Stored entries
---*---

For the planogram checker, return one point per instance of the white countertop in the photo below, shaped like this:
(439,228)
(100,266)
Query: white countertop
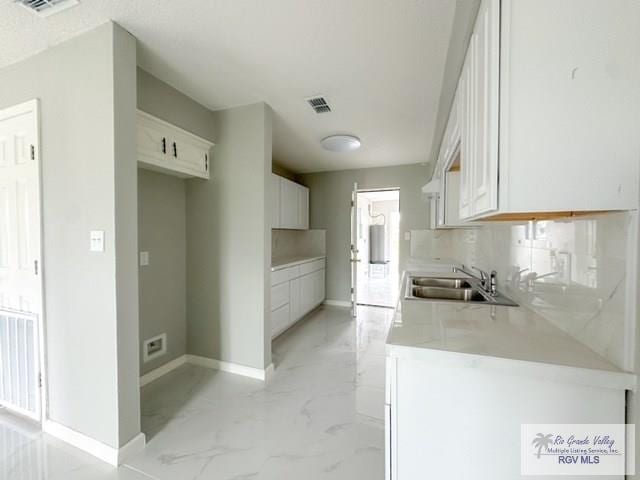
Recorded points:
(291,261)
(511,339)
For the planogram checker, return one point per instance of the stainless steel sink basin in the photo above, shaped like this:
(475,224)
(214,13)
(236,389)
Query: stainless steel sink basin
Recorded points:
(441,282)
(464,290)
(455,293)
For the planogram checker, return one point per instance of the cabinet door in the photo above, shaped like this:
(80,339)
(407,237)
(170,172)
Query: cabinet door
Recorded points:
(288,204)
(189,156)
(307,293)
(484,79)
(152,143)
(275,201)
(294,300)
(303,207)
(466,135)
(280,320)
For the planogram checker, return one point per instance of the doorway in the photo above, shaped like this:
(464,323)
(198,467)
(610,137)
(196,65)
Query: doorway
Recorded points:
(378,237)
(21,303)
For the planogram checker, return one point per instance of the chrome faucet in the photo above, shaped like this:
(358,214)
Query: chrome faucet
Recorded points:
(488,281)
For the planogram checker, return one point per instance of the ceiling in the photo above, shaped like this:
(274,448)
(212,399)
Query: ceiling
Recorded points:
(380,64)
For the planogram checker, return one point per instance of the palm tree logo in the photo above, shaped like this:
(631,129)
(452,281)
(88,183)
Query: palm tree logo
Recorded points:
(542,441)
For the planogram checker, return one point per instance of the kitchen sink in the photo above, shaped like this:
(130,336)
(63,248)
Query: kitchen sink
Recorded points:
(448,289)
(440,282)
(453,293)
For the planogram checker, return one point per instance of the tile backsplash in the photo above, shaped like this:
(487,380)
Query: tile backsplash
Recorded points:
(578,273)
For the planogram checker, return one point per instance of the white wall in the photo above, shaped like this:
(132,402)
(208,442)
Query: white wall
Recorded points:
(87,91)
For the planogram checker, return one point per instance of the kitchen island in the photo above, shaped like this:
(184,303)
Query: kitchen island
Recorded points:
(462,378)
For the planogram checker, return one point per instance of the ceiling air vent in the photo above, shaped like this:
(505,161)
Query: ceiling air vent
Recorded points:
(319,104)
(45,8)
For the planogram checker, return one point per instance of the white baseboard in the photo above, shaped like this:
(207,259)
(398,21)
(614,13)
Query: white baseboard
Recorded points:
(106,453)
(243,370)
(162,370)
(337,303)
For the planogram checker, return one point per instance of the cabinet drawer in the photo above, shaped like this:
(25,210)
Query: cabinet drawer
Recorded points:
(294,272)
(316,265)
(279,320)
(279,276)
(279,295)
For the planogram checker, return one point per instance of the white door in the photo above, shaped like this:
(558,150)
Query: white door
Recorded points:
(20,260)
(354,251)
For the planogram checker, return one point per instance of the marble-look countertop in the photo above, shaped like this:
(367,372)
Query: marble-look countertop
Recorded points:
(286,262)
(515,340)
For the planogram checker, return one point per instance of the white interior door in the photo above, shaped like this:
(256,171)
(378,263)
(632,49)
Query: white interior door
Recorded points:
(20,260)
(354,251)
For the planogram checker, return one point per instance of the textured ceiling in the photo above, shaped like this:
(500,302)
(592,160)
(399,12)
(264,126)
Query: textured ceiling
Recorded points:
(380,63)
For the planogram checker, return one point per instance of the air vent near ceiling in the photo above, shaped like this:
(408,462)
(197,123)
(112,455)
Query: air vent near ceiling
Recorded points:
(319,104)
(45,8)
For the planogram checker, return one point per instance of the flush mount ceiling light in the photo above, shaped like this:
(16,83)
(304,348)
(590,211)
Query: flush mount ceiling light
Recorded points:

---*---

What is being asked :: Reproduce word for word the lines of the records above, starting at the line that contains "the ceiling air" and ending with the last line of the records, both included.

Exercise response ::
For the planogram checker, return one point per instance of the ceiling air vent in the photo above, shaped like this:
(505,161)
Query: ceiling air vent
Recorded points:
(319,104)
(45,8)
For the planogram checker, return one point per instance of the white baseboard in the photo above, shaped like this:
(207,259)
(398,21)
(614,13)
Query: white baseboard
Recorded points:
(106,453)
(243,370)
(162,370)
(337,303)
For the planogram checker, return one point per instance of the cabinet drawer in the photo above, shaped like this:
(25,210)
Query: cabinet drawer
Recorded points:
(294,272)
(316,265)
(279,320)
(279,276)
(279,295)
For the planogram checker, return one point per instance of the white door in the photo above, shaped like this:
(558,150)
Query: white door
Recorded points:
(20,260)
(354,251)
For the planogram checker, return one point per instance of the marble-look countertop in the photo above, shaped like this:
(367,372)
Query: marble-look countertop
Recorded points:
(286,262)
(515,340)
For the planogram checker, return one point per instance of the white interior door in the photo above, shaped like this:
(256,171)
(378,263)
(632,49)
Query: white interior door
Recorded points:
(20,260)
(354,251)
For the planogram checker, return one point per instance of the textured ceiling in the photo above, shaped like this:
(500,302)
(592,160)
(399,12)
(264,126)
Query: textured ceiling
Recorded points:
(380,63)
For the planogram checker, return one point per instance of the air vent near ceiling in the photo above, shaped like this:
(408,462)
(197,123)
(112,455)
Query: air vent near ceiling
Recorded points:
(319,104)
(45,8)
For the planogram checker, return one point per instance of the flush mount ceiling light in the photo above, shaped like this:
(16,83)
(304,348)
(590,211)
Query: flush mount ceiling light
Recorded points:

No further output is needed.